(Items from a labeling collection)
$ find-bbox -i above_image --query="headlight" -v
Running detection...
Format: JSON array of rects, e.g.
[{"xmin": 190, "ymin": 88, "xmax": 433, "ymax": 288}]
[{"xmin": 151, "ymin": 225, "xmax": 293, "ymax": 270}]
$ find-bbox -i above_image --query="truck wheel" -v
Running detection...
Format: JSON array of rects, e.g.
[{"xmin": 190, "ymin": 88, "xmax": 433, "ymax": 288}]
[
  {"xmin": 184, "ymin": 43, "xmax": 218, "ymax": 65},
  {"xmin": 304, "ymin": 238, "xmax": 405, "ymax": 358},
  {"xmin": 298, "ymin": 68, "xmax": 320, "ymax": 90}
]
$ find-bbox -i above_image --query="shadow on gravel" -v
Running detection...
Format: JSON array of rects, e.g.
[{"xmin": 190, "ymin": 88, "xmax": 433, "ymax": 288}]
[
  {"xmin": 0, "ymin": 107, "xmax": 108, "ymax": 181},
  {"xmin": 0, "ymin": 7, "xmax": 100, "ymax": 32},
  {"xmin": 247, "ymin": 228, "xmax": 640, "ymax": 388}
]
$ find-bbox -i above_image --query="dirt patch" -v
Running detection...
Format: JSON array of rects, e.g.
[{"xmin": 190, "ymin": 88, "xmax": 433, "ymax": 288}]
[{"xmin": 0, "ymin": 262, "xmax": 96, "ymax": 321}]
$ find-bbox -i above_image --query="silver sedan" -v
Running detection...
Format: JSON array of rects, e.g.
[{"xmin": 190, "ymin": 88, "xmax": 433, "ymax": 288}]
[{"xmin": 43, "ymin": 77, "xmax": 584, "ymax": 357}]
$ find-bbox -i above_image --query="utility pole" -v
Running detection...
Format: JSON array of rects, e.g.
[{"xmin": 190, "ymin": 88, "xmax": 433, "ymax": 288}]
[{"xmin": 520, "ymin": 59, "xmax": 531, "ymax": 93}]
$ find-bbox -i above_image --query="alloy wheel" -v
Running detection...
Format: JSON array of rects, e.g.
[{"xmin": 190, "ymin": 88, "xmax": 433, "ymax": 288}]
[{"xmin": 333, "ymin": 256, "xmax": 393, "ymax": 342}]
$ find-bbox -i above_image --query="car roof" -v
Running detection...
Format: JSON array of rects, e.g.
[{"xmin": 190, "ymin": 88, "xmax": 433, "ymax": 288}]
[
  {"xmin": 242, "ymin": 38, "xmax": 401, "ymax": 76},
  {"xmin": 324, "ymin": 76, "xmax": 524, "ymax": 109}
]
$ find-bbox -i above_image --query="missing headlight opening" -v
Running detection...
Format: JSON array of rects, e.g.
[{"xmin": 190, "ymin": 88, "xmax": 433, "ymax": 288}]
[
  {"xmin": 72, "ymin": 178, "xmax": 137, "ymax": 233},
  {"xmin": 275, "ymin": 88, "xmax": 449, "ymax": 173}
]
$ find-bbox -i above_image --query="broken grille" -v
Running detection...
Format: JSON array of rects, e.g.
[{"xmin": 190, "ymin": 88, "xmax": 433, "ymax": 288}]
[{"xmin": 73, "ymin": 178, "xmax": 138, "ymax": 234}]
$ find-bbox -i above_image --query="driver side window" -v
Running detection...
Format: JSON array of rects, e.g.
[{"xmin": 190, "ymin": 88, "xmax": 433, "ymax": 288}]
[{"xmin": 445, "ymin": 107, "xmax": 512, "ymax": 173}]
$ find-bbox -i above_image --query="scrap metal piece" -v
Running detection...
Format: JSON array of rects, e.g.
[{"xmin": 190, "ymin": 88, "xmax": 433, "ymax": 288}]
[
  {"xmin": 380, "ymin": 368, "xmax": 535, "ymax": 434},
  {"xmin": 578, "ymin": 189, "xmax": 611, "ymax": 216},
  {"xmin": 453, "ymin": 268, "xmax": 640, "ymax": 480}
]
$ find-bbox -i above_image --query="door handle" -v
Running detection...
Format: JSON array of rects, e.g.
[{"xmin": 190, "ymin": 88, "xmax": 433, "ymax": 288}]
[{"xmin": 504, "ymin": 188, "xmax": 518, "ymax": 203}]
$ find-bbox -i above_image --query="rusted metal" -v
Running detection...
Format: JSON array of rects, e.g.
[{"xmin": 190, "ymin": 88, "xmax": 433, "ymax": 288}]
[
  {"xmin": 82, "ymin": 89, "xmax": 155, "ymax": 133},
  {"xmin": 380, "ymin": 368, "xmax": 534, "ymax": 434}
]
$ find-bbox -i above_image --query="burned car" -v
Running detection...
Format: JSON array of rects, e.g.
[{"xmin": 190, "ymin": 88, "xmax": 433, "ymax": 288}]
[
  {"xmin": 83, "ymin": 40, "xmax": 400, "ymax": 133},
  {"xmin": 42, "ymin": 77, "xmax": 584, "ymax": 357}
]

_Required task:_
Count the lines in the records above that contain the string "metal", treating uppercase and lowercase as different. Reply with the number alone.

_Complete response:_
2